• **Work required**:
Line by line, copy the entries exactly, excluding the pictures.

• **Provided material**:
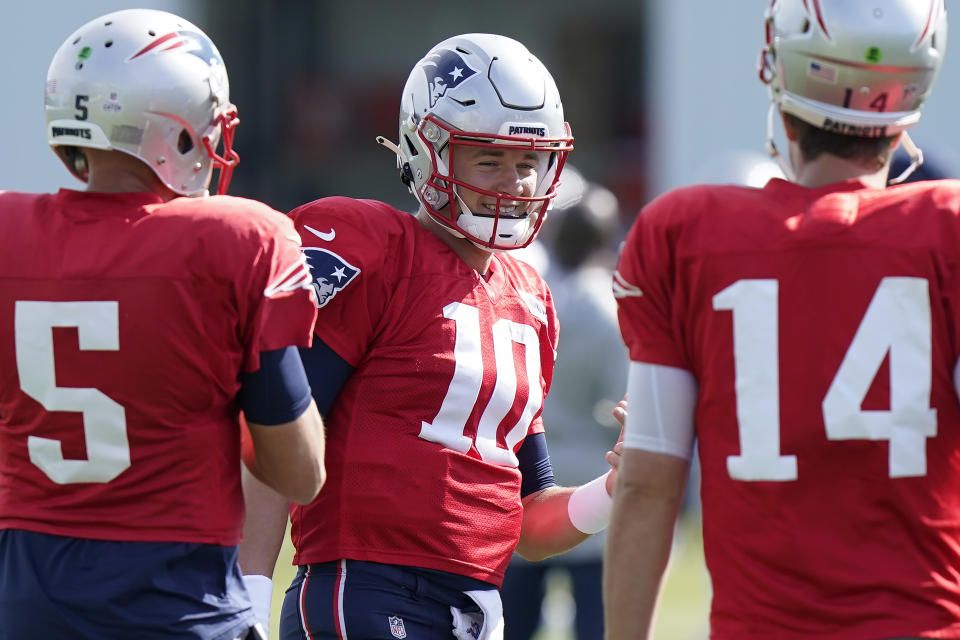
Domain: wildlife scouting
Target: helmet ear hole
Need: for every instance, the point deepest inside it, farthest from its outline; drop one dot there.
(411, 148)
(184, 143)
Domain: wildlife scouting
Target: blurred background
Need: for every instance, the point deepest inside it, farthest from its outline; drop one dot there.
(659, 94)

• **Result**:
Domain: wildlife scouting
Target: helmet ear hole
Need: for every instance, the point deepest inside it, farthest from its outline; drop one dot there.
(411, 148)
(184, 143)
Domain: wildlife scouting
Target: blurred background
Need: for every instance, the point deepest inside it, farthest from its outline; drop one dot there.
(659, 94)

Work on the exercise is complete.